*PROBLEM DESCRIPTION:*
Word-for-word transcription needed. Include every entry below but no pictures.

*RECORDS TO PROCESS:*

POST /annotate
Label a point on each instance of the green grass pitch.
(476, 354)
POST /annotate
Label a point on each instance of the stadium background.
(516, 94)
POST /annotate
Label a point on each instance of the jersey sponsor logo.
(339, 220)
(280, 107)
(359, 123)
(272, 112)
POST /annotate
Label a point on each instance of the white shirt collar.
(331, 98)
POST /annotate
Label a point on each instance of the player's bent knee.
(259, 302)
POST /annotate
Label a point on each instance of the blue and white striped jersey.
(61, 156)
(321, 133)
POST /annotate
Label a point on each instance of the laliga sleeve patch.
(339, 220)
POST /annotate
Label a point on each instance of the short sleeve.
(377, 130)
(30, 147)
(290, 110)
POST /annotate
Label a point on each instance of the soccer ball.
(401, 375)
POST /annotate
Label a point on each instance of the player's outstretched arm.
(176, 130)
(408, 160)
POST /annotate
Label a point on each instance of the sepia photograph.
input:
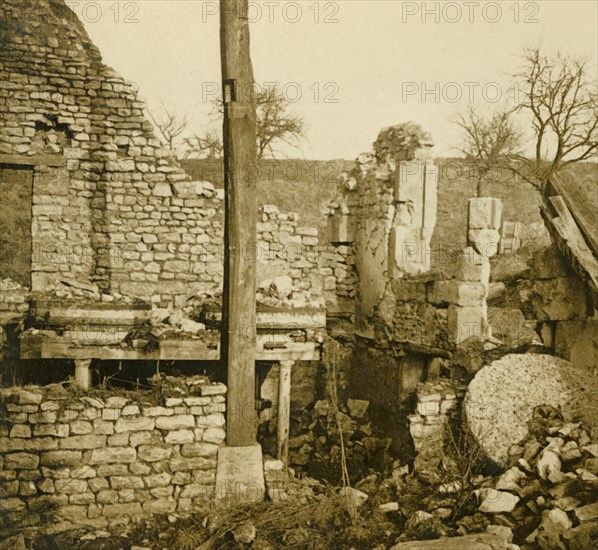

*RESPONSE BOX:*
POST /annotate
Label a point on each instance of the green grass pitch.
(476, 354)
POST /annotate
Label a point on each instance of the stadium background.
(516, 94)
POST /annotate
Label a point on each instance of the jersey sponsor logo.
(339, 220)
(280, 107)
(359, 123)
(272, 112)
POST /annotate
Label a point on each instance of the white shirt collar.
(331, 98)
POST /annotate
Label a point on each instance of the player's bent knee.
(259, 302)
POST /annotate
Label a point on each instance of the blue and white striped jersey.
(61, 156)
(321, 133)
POST /annotate
Label a point on each instance of the laliga sleeve patch.
(339, 220)
POST /annotate
Label a point on each instance of the short sleeve.
(377, 130)
(30, 147)
(290, 110)
POST /annotate
Label a point on each instance of the soccer ball.
(401, 375)
POST /annotate
Label a point on each instance of the player's outstretched arm.
(176, 130)
(408, 160)
POST /annotate
Label a point on each instance of the sepia photograph.
input:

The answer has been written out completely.